— LISTED ENTRIES —
===
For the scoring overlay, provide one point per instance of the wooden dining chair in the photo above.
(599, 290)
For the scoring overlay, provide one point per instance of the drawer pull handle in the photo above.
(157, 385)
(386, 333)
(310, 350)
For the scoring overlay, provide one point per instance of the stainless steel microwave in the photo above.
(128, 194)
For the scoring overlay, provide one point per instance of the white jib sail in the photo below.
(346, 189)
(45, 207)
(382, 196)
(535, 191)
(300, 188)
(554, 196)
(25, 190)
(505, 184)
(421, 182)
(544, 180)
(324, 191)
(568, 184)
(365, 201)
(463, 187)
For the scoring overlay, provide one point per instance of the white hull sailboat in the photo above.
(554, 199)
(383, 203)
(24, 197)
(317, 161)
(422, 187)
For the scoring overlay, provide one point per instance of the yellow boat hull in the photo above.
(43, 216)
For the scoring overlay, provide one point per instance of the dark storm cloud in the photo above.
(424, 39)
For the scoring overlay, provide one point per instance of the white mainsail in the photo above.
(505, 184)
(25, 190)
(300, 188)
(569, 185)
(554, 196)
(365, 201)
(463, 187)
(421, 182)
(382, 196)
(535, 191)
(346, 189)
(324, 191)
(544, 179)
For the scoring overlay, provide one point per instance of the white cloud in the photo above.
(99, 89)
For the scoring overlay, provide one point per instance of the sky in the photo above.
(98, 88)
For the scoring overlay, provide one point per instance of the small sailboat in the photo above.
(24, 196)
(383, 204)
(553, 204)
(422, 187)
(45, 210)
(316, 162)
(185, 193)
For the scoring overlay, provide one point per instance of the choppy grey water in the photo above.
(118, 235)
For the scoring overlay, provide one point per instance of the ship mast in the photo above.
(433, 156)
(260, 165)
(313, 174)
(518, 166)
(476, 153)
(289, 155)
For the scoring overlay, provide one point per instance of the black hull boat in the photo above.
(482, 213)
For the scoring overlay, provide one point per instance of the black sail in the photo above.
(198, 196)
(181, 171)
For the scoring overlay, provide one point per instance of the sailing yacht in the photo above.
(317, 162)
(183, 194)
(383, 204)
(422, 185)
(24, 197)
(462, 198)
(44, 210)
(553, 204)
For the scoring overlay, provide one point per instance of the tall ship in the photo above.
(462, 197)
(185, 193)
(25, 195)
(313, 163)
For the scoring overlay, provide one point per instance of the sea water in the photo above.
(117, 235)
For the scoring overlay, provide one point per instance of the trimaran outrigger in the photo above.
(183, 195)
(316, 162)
===
— DIRECTION —
Carry over the stretch from the line containing "ship in the photo above." through the end of the items, with the requests included, and add -17 to every coordinate in the answers.

— IN RESPONSE —
For the scoring overlay, provide one point per instance of the tall ship in the photo above.
(445, 180)
(168, 176)
(8, 178)
(296, 146)
For the scoring overlay, provide one point per instance of the sea water in the photo above.
(100, 218)
For the scoring overlay, provide one point per instance of the trimaran outrigger in the photo above.
(166, 178)
(299, 145)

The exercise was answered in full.